**WHAT THE TASK REQUIRES:**
Reproduce the lines below verbatim, from the first one through the one containing "negative clicks: (493, 311) (480, 313)", inclusive. Leave the picture out of your reply.

******************************

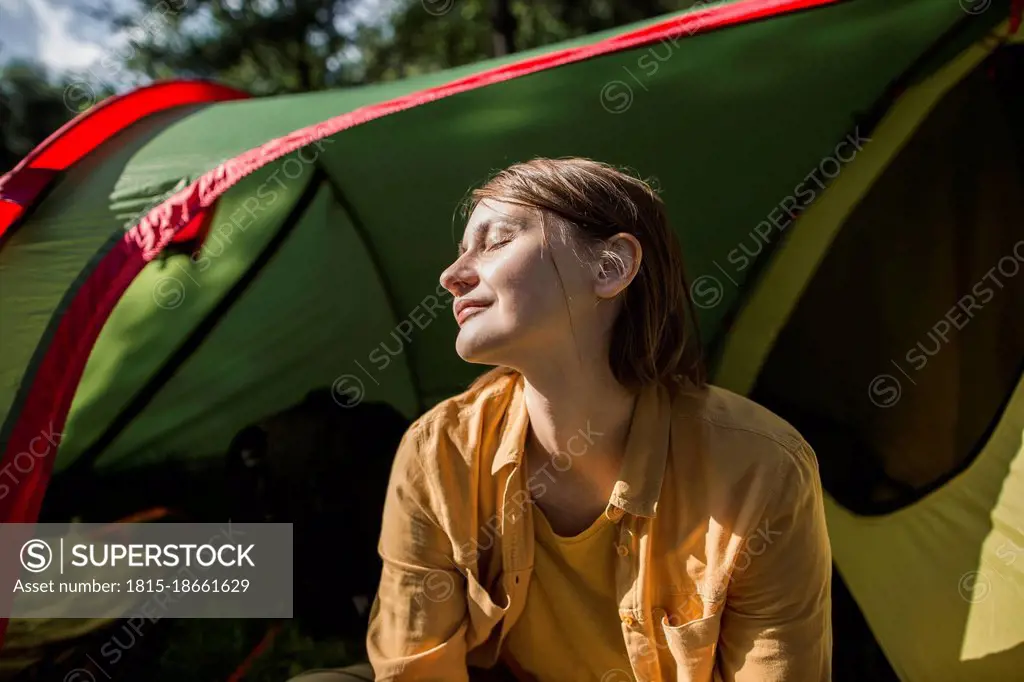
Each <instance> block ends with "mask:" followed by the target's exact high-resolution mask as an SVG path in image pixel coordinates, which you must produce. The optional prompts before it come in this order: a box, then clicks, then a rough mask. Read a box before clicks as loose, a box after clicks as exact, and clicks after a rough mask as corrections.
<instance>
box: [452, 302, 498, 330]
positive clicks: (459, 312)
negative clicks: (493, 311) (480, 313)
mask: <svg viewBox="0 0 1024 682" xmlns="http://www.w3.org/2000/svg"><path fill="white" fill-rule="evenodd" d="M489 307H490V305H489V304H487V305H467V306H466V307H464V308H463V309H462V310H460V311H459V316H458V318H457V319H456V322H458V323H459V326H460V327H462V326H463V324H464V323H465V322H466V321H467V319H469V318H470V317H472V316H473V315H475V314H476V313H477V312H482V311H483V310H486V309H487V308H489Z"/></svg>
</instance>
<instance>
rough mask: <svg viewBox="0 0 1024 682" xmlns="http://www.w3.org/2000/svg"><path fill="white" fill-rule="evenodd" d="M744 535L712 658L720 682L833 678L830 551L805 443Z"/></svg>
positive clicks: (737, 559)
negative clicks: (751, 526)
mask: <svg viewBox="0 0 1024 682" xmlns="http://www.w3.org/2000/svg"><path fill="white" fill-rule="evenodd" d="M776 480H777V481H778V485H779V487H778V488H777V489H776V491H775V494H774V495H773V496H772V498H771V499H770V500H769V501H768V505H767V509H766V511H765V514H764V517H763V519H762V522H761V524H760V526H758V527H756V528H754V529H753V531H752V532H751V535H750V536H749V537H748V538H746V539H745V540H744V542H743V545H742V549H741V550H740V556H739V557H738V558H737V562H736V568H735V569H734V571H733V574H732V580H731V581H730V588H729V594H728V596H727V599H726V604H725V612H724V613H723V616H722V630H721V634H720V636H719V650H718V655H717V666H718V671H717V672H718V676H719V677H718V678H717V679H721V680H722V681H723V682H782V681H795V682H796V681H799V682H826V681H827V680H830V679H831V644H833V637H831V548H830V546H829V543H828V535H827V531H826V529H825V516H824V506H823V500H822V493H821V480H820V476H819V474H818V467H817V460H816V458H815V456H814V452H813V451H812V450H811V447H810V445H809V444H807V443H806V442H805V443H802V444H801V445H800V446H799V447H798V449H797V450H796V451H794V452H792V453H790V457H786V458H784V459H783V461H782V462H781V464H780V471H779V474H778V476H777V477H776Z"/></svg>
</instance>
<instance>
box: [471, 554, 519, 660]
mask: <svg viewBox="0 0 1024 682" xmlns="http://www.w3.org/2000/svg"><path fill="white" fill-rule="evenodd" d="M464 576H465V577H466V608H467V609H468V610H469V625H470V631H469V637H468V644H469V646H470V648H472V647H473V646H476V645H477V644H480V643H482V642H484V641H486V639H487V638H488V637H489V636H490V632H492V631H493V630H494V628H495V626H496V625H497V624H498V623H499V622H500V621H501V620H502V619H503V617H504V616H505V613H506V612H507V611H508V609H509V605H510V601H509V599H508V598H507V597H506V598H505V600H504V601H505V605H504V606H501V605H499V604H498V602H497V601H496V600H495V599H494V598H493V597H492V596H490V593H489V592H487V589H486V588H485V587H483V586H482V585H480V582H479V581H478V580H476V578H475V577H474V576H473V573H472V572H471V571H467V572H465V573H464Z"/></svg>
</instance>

******************************

**ANSWER TO THIS TASK:**
Each <instance> block ends with "mask:" followed by the target's exact high-resolution mask as an SVG path in image pixel coordinates, which you must produce. The optional prompts before it come in this order: a box, then clicks, then a rough mask. Read a box before clicks as loose, a box after clicks as exact, and clicks after a rough mask as corrections.
<instance>
box: [452, 302, 498, 330]
positive clicks: (459, 312)
negative clicks: (493, 311) (480, 313)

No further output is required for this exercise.